Filter the records below, copying out every line that contains the string "clicks"; case counts.

══════════

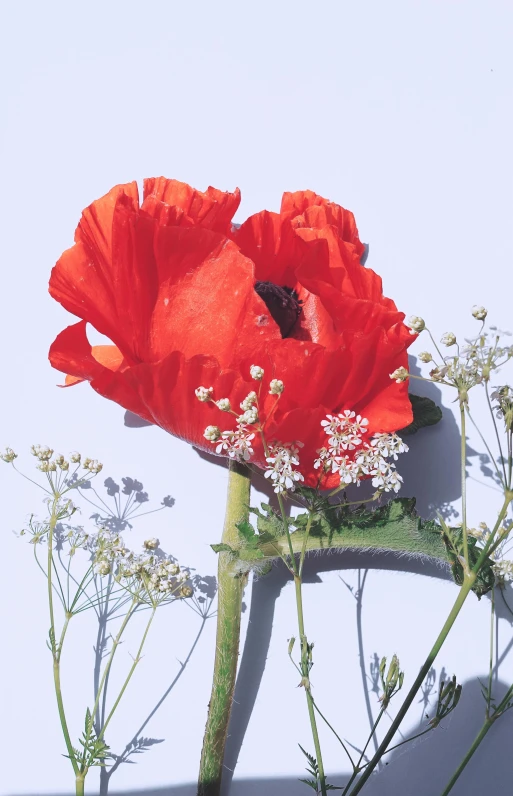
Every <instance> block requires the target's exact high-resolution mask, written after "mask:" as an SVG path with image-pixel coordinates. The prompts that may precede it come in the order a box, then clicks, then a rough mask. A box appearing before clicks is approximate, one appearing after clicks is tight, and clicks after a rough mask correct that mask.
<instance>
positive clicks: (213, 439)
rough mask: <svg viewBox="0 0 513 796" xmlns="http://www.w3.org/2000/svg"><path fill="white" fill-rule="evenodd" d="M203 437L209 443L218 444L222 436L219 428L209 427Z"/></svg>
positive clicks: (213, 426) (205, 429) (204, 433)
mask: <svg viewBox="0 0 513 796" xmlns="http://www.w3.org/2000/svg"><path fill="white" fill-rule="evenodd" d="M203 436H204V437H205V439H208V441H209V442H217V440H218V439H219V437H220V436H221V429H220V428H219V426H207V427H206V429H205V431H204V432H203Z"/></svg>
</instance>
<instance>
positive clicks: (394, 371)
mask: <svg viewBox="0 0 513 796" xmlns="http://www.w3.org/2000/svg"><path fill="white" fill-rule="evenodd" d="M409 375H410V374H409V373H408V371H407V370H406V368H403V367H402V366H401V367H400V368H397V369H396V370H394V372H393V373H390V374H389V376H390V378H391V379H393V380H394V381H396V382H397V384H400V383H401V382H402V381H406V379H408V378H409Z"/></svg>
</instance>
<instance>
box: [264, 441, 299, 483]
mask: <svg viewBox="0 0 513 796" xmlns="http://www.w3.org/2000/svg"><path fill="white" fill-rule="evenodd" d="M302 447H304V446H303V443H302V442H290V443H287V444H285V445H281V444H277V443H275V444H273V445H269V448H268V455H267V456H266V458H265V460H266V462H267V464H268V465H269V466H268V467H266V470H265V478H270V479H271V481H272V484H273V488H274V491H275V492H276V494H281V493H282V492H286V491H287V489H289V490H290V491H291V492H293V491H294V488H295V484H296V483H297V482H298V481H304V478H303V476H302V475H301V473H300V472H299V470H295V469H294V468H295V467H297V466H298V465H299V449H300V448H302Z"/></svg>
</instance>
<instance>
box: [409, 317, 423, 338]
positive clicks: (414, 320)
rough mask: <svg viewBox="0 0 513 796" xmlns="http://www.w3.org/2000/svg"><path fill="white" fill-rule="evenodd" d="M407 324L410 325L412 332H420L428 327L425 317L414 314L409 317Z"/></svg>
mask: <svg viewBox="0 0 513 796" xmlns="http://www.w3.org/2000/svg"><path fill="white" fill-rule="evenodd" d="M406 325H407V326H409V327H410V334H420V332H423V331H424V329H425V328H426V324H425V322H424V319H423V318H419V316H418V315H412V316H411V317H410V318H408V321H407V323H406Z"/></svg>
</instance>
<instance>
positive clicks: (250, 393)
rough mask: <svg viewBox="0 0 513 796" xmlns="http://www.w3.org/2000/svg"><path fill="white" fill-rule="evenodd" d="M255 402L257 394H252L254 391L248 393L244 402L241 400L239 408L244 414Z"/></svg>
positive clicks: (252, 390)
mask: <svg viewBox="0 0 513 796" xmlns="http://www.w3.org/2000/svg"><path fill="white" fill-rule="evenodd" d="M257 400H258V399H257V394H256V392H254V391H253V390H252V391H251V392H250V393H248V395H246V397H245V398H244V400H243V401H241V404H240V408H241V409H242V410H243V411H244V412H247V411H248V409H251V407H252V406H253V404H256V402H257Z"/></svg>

══════════

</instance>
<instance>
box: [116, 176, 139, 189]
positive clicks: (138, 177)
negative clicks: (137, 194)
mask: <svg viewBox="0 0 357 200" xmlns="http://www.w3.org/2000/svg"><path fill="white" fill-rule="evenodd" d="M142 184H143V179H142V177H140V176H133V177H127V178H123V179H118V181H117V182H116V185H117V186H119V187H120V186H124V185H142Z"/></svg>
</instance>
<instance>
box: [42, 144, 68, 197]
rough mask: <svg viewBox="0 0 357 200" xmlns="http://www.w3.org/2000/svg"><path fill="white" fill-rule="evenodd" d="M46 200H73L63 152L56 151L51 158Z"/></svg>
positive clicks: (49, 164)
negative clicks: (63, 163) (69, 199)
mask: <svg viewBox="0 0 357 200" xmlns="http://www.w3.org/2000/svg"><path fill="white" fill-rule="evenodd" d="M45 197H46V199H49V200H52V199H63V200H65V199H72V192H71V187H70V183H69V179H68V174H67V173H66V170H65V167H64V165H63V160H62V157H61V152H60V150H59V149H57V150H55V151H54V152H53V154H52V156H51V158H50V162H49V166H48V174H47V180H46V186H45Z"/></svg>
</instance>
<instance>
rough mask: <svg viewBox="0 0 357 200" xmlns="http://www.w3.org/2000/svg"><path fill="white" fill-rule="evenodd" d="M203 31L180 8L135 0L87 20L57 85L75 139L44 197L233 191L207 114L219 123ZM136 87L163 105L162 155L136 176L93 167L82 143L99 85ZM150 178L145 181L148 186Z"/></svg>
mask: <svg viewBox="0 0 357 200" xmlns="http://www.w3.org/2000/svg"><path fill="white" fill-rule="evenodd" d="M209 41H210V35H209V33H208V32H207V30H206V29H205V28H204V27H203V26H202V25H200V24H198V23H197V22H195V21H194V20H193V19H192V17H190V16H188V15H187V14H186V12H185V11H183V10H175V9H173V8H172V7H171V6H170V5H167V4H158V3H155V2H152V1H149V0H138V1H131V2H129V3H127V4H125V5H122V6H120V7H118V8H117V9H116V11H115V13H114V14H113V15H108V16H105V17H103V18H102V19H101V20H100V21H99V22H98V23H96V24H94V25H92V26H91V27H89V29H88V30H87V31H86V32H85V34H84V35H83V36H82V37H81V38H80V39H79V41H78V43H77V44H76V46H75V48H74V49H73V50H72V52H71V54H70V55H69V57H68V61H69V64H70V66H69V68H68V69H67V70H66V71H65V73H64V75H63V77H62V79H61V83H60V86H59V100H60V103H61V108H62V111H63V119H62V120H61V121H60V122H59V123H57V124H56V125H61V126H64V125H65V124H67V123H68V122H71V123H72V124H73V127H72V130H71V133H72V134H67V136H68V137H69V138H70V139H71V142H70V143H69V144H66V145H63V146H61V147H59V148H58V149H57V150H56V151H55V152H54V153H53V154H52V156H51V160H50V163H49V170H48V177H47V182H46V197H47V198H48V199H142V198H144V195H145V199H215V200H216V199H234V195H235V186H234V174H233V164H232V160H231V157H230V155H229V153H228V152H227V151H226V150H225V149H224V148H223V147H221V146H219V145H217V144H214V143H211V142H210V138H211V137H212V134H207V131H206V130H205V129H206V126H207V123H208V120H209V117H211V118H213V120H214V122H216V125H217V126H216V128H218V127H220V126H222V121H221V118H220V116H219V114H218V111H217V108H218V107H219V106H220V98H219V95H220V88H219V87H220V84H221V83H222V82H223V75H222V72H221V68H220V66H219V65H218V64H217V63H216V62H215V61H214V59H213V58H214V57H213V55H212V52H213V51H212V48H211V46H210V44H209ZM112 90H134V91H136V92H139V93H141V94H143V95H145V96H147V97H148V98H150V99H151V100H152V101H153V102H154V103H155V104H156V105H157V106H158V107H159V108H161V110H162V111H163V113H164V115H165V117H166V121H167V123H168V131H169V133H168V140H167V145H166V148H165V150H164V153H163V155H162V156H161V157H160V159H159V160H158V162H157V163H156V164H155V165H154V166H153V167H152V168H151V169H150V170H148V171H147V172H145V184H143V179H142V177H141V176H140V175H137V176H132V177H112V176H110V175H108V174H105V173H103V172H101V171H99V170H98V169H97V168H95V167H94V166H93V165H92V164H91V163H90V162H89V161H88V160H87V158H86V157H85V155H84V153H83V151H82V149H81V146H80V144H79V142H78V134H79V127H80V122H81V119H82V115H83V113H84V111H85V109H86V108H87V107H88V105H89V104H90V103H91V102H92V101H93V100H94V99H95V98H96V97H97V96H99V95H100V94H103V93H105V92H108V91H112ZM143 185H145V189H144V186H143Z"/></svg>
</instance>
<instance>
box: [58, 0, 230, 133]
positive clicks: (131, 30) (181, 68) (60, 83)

══════════

| Task result |
Every <instance> block requires the target's exact high-resolution mask, written after "mask:" as an SVG path with image-pixel coordinates. The prompts that may precede it come in the order a box, then clicks, then a rough mask. A box appearing before clicks is approximate, one appearing after clicks is tight, and clicks after a rough mask correct that mask.
positive clicks: (213, 439)
positive clicks: (213, 426) (205, 429) (204, 433)
positive clicks: (394, 371)
positive clicks: (414, 320)
positive clicks: (250, 393)
positive clicks: (252, 390)
positive clicks: (138, 177)
negative clicks: (137, 194)
positive clicks: (49, 164)
negative clicks: (63, 163) (69, 199)
positive clicks: (131, 30) (181, 68) (60, 83)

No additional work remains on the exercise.